--- START Page text ---

> On Fri, 8 Jun 2001, John Stoffel wrote:
>
> > More importantly, a *repeatable* set of tests is what is needed to
> > test the VM and get consistent results from run to run, so you can see
> > how your changes are impacting performance. The kernel compile
> > doesn't really have any one process grow to a large fraction of
> > memory, so dropping in a compile which *does* is a good thing.
>
> I agree with you.
>
> Mike, I'm sure you have noticed that stock kernel gives much better
> results than mine or Jonathan's patch.
I noticed that Jonathan brought back waiting.. that (among others)
made me veeeeery interested.
> Now the stock kernel gives us crappy interactivity compared to my patch.
> (Note: my patch still does not gives me the interactivity I want under
> high VM loads, but I hope to get there soon).

--- END Page text ---
--- START Data section ---

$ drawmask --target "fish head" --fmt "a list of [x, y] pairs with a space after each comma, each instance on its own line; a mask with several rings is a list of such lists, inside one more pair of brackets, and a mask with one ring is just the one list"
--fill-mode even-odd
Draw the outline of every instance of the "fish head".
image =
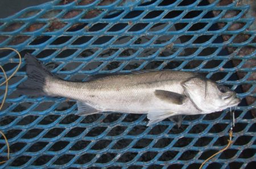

--- END Data section ---

* Written task:
Write what comes next in the mailing-list exchange about kernel VM performance, picking up after its final sentence.

* Output for this task:
(And that's why) Among other things (yes, I do love throughput) I've
poked at the interactivity problem. I can't improve it anymore without
doing some strategic waiting :( I used to be able to help it a little
by doing a careful roll-up in scrub size as load builds.. trying to
smooth the transition from latency oriented to hammer down throughput.
> BTW, we are talking with the OSDL (http://www.osdlab.org) guys about a
> possibility to setup a test system which would run a different variety of
> benchmarks to give us results of different kinds of workloads. If that
> ever happens, we'll probably get rid of most of this testing problems.
Excellent!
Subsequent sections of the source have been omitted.